Extracted data entries:
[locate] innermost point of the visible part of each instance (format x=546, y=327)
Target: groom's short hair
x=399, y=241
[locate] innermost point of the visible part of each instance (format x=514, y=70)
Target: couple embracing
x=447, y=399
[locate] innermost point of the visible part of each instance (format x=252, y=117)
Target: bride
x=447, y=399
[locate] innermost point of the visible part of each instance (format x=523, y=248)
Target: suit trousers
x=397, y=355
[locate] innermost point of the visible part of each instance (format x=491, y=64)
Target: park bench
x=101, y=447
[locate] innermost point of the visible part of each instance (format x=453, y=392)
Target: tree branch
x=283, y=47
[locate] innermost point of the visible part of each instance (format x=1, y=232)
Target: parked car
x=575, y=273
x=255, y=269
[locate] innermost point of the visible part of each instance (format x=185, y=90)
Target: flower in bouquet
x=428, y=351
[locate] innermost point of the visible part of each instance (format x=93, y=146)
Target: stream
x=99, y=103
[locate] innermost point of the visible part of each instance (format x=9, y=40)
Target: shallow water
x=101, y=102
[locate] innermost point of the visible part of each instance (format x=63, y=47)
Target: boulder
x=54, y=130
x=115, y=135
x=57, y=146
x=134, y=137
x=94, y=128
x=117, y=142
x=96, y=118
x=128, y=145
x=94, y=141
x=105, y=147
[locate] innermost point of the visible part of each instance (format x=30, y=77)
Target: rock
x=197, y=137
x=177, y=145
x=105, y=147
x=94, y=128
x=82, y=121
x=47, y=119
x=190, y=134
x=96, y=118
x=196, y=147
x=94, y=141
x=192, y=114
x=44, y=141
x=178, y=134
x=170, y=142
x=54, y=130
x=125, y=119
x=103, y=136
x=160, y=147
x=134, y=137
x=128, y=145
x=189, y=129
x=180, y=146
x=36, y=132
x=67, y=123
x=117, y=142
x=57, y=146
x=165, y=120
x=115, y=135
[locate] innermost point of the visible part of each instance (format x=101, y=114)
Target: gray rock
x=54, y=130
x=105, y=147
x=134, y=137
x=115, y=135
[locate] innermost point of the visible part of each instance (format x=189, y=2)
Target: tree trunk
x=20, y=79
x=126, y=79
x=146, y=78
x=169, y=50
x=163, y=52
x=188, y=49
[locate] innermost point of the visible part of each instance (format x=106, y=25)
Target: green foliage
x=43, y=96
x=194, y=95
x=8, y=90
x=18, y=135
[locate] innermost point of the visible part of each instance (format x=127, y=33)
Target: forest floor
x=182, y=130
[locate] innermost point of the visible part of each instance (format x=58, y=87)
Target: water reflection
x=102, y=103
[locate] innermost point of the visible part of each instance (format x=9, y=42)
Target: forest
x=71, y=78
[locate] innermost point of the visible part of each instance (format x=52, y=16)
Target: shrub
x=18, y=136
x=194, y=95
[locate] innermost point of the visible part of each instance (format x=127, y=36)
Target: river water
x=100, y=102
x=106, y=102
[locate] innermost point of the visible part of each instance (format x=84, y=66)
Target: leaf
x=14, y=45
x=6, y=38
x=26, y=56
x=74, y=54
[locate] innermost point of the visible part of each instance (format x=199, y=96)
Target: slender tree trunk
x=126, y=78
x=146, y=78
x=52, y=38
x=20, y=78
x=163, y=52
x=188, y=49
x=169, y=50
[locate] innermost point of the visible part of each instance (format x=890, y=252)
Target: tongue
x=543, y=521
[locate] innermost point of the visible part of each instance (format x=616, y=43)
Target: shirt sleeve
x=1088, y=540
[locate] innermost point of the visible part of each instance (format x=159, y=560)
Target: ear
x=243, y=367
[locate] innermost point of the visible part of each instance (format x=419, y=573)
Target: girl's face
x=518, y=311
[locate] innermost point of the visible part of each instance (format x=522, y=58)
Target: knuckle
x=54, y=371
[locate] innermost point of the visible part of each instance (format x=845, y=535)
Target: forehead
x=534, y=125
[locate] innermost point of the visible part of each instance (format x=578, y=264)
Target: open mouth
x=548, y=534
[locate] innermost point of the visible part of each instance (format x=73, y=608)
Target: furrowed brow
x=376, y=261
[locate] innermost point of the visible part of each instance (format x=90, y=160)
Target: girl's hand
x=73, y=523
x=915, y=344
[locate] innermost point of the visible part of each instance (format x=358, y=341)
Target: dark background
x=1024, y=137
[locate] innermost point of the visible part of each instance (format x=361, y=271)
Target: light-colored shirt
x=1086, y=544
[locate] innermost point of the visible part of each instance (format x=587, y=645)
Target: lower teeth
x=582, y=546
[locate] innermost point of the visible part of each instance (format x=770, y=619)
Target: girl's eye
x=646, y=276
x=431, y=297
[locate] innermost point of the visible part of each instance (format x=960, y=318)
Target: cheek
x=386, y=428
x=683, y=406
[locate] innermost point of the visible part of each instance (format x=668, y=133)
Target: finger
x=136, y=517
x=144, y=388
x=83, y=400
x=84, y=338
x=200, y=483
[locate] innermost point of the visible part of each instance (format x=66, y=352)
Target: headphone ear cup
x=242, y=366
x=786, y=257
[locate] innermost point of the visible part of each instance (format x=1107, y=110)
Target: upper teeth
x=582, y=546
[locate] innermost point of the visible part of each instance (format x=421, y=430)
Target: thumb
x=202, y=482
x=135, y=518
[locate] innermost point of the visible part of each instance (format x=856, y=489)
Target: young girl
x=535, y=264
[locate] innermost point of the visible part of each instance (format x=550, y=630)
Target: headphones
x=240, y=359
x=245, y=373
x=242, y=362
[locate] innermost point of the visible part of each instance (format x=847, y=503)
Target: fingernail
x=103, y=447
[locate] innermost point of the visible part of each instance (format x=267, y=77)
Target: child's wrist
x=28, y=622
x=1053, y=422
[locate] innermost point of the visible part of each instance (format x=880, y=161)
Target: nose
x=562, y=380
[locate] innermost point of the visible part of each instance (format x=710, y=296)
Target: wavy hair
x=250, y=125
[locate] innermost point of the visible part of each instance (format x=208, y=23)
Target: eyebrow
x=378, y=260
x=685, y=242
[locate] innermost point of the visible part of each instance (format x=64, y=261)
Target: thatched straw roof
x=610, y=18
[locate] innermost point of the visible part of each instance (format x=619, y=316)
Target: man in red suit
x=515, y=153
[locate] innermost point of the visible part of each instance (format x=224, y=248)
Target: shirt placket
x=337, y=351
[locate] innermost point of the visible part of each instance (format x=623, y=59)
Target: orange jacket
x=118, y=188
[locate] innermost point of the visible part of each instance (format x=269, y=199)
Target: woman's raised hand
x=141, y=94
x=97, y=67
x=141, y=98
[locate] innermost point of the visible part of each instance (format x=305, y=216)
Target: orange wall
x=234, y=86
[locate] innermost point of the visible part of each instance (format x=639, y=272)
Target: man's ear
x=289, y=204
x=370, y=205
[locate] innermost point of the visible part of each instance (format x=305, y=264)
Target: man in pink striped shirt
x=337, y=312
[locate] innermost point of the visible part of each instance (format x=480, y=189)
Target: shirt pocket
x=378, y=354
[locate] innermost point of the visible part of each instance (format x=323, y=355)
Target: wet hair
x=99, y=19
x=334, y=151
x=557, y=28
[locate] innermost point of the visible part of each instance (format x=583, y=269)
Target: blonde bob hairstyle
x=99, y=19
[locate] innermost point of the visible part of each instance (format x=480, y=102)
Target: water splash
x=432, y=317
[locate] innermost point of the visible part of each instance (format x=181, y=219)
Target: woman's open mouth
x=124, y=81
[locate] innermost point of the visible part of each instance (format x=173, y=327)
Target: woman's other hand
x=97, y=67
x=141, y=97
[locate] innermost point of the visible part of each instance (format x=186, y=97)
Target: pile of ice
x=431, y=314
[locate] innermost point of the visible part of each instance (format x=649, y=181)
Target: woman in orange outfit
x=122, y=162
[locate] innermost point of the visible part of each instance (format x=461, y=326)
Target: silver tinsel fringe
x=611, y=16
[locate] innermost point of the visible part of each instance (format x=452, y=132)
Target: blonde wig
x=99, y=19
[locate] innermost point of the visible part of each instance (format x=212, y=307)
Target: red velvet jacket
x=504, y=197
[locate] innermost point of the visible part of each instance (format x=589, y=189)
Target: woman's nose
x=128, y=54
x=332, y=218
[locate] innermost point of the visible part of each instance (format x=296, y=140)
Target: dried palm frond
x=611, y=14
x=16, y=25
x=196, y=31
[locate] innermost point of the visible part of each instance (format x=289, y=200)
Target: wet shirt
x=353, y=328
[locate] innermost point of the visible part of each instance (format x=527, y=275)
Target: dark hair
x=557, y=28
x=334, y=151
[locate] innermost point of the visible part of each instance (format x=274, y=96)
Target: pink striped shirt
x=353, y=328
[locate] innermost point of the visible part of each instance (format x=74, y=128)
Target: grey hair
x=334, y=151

--- Your instructions ---
Would you retype the lines above from the one with "Target: child's wrist" down to the one with "(format x=305, y=264)", word for word, both ends included and no other lines?

--- Your solution ---
Target: child's wrist
x=28, y=622
x=1053, y=422
[locate] innermost point of the visible part of each instance (format x=880, y=161)
Target: nose
x=562, y=380
[locate] innermost point of the visible part of each instance (format x=710, y=296)
Target: wavy hair
x=250, y=125
[locate] innermost point of the visible part of each instance (format x=208, y=23)
Target: eyebrow
x=378, y=260
x=685, y=242
[locate] innermost point of the visible part of each instance (format x=64, y=261)
Target: thatched straw roof
x=610, y=18
[locate] innermost point of the visible part of each instance (format x=619, y=316)
Target: man in red suit
x=515, y=153
[locate] innermost point of the visible part of each instance (format x=224, y=248)
Target: shirt placket
x=337, y=351
[locate] innermost point of the visible part of each instance (format x=623, y=59)
Target: orange jacket
x=118, y=188
[locate] innermost point of the visible part of each instance (format x=269, y=199)
Target: woman's raised hand
x=141, y=94
x=97, y=67
x=141, y=98
[locate] innermost point of the visible part of each instance (format x=305, y=216)
Target: orange wall
x=234, y=86
[locate] innermost point of the visible part of each instance (format x=639, y=272)
Target: man's ear
x=289, y=204
x=370, y=205
[locate] innermost point of the visible part of each instance (format x=305, y=264)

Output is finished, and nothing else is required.